──────── Task material

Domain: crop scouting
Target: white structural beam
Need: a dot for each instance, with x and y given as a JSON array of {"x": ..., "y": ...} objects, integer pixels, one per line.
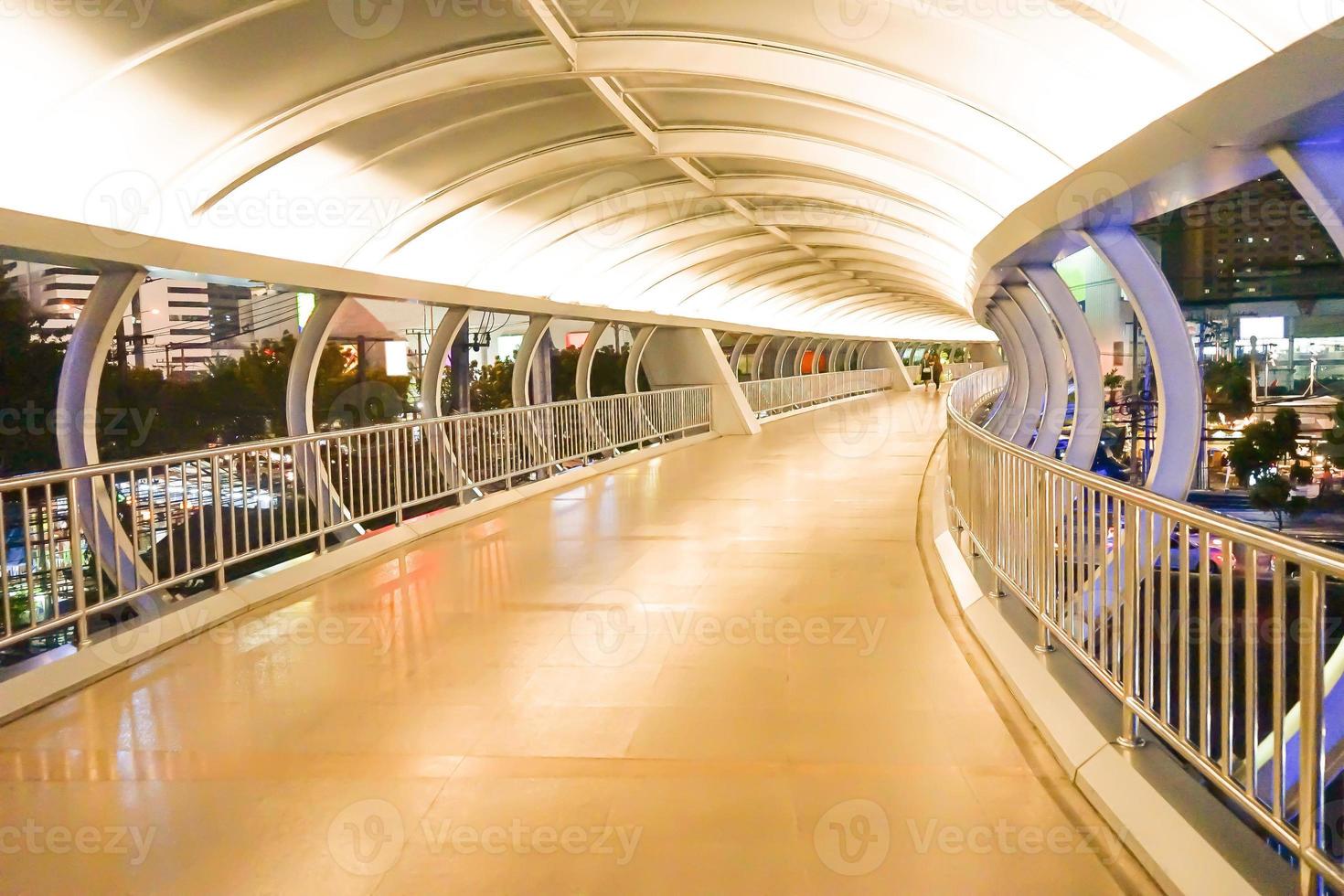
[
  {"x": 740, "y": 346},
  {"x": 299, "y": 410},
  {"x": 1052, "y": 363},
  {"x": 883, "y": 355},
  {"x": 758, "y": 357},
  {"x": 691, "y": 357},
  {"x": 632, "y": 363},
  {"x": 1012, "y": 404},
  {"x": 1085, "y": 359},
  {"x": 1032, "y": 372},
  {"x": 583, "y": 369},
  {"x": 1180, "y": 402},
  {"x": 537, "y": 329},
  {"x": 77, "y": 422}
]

────────────────
──────── Task material

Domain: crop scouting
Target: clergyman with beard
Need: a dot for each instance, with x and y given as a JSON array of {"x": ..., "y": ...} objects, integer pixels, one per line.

────────────────
──────── Task material

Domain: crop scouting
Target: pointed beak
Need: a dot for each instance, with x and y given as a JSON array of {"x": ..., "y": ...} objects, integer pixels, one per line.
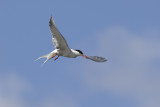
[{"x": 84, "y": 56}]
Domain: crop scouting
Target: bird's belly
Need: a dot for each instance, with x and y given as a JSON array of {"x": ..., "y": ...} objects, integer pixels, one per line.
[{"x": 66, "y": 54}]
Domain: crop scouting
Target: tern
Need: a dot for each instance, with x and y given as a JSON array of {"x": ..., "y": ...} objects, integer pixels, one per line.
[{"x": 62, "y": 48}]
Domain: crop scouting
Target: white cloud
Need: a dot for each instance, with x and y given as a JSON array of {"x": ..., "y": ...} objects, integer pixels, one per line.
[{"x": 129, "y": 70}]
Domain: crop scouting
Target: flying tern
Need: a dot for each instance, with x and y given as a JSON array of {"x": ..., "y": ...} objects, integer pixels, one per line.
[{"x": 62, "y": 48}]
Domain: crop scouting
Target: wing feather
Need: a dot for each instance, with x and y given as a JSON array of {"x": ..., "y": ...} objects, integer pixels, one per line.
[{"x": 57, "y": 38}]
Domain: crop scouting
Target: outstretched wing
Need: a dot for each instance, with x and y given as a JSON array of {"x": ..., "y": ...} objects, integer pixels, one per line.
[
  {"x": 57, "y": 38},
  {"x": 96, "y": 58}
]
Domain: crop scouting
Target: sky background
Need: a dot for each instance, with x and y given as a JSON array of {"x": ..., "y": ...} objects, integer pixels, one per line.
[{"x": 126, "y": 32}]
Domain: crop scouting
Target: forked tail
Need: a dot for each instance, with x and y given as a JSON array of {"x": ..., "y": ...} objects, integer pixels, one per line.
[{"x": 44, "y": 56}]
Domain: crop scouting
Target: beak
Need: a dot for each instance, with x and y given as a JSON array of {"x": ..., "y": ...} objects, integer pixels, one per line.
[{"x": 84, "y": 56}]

────────────────

What you have to do. From the records above, keep only the lines that contain the word "white", and copy each one. Case counts, so a capitalized form does not match.

Solution to this task.
Target: white structural beam
Target: white cloud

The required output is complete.